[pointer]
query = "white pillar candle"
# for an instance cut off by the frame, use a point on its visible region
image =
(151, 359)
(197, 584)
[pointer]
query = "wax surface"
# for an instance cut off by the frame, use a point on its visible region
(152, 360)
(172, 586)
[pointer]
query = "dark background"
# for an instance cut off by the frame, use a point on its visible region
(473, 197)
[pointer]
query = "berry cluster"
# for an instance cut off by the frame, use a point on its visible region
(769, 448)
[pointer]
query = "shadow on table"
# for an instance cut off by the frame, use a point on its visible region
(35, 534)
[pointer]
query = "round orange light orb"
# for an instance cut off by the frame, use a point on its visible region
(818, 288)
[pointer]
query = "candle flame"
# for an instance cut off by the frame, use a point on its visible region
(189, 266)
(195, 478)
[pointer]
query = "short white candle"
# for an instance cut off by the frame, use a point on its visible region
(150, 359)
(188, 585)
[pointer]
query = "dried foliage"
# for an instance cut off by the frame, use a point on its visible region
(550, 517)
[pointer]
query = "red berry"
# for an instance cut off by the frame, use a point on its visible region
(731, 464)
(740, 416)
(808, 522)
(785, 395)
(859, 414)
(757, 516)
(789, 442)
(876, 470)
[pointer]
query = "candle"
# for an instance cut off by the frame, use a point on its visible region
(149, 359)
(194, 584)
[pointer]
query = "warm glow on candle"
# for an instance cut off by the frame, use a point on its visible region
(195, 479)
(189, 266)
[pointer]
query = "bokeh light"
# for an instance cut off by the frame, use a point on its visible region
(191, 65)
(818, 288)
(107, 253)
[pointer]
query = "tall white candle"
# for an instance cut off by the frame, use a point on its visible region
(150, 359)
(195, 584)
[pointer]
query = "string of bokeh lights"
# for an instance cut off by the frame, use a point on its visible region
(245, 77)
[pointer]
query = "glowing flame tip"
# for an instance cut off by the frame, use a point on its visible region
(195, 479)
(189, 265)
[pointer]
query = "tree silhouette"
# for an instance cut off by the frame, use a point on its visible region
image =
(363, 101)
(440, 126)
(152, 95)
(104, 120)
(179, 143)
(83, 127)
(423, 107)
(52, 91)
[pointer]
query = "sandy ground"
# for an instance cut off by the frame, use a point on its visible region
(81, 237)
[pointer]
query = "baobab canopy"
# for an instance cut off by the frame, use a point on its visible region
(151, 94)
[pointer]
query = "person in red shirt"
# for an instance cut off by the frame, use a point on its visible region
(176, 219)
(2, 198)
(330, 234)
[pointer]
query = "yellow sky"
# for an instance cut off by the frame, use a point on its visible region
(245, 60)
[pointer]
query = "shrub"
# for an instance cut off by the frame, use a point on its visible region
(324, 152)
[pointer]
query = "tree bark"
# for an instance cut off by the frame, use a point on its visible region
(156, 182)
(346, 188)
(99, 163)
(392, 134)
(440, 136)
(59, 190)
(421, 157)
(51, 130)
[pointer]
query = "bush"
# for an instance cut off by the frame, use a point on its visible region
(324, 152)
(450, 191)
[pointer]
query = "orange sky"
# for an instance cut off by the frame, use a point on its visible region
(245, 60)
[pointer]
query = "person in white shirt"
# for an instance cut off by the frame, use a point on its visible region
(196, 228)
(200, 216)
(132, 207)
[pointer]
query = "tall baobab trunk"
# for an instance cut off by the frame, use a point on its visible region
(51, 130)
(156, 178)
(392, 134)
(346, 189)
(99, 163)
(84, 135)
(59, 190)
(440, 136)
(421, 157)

| Problem to work on |
How many lines in this material contain the string "berry"? Only the number is wanted.

| Solution for this problem |
2